-------- Source records --------

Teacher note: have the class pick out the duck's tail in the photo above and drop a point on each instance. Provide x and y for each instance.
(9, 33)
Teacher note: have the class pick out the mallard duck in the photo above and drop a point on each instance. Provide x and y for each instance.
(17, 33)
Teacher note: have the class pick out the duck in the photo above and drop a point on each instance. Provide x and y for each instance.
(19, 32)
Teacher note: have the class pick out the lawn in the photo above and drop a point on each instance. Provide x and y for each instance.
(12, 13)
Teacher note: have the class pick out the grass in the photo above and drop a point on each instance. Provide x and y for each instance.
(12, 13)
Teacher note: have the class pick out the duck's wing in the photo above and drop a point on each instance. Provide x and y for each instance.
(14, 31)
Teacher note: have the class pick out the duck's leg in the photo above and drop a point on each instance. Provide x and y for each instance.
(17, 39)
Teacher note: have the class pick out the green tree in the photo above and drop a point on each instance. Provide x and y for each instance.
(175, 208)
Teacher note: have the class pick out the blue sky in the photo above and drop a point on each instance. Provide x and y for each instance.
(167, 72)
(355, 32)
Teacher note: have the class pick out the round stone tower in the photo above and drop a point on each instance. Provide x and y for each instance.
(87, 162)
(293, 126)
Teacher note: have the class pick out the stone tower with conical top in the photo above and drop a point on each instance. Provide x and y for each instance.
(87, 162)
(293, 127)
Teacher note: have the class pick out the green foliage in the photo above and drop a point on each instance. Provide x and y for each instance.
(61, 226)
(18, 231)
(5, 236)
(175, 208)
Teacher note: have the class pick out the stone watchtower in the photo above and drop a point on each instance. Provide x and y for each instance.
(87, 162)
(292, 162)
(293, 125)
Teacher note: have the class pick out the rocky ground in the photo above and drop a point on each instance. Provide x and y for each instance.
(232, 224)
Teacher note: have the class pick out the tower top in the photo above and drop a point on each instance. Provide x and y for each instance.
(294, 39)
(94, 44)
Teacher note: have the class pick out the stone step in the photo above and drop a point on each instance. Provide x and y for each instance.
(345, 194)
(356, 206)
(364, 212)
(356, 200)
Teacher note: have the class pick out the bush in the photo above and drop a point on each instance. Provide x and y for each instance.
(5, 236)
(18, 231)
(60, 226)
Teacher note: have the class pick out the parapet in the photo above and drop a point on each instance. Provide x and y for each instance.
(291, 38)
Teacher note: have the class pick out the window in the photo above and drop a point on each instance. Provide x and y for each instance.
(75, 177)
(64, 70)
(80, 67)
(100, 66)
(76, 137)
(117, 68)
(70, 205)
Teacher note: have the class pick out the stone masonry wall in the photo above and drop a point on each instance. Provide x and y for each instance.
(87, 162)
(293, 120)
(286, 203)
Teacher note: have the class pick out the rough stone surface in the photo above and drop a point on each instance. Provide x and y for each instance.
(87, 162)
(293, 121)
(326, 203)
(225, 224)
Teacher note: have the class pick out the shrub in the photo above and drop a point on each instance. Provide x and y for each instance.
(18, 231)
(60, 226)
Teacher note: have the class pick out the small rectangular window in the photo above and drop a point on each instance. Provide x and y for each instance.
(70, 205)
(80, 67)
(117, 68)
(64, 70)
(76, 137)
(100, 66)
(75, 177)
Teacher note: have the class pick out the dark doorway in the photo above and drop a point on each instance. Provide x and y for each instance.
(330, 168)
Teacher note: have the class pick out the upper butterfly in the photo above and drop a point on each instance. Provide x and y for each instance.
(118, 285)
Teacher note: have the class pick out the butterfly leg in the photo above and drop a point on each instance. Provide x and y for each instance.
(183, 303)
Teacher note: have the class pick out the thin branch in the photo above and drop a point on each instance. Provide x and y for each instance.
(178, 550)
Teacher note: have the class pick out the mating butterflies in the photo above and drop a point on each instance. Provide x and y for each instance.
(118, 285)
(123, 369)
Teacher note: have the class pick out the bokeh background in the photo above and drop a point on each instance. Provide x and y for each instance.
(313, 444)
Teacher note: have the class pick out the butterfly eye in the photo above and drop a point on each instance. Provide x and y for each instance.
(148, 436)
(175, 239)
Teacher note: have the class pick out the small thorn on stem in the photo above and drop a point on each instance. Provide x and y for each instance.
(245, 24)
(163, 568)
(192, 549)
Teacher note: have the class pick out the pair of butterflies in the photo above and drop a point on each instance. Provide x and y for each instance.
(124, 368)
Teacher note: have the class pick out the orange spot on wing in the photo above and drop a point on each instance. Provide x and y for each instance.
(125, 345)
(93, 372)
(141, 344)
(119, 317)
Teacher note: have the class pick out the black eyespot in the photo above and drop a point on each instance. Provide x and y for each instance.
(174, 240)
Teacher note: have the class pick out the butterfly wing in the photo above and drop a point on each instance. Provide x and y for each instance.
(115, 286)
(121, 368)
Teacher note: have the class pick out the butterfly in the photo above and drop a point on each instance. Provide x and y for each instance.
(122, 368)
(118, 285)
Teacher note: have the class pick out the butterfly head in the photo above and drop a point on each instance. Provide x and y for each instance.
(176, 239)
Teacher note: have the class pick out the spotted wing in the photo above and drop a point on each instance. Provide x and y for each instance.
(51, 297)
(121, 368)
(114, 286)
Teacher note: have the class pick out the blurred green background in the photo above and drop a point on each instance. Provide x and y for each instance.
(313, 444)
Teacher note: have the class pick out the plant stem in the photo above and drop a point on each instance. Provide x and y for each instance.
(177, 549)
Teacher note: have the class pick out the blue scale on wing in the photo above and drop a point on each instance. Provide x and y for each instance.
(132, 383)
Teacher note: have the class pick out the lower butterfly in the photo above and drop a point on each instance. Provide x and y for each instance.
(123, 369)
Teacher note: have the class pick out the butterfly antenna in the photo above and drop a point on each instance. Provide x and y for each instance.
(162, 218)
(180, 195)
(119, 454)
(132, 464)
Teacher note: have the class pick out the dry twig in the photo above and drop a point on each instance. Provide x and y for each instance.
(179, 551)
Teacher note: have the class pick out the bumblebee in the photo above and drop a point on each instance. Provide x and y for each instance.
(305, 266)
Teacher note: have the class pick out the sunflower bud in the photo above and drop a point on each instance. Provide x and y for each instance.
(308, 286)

--------

__Problem requirements__: Retype the lines from the one containing "Teacher note: have the class pick out the blue scale" through the last line of the records. Leave out everything else.

__Solution to this problem__:
Teacher note: have the class pick out the blue scale on wing in the photo above and drop a point on each instance. Provide x and y for each instance.
(132, 383)
Teacher note: have the class pick out the lower butterfly in the photo above and drop a point on each instance. Provide x and y for each instance.
(123, 369)
Teacher note: have the class pick out the butterfly antenna in the photo above and drop a point on each instance. Provide x and y for each instance.
(162, 218)
(180, 195)
(119, 454)
(132, 464)
Teacher note: have the class pick out the dry twig in the photo above and drop a point on each instance. Provide x and y for each instance.
(179, 551)
Teacher note: have the class pick out the bumblebee in the photo above and drop a point on each instance. Provide x and y for each instance.
(305, 266)
Teacher note: have the class pick out the sunflower bud in the photo above and drop a point on each instance. Provide x and y for each instance.
(308, 286)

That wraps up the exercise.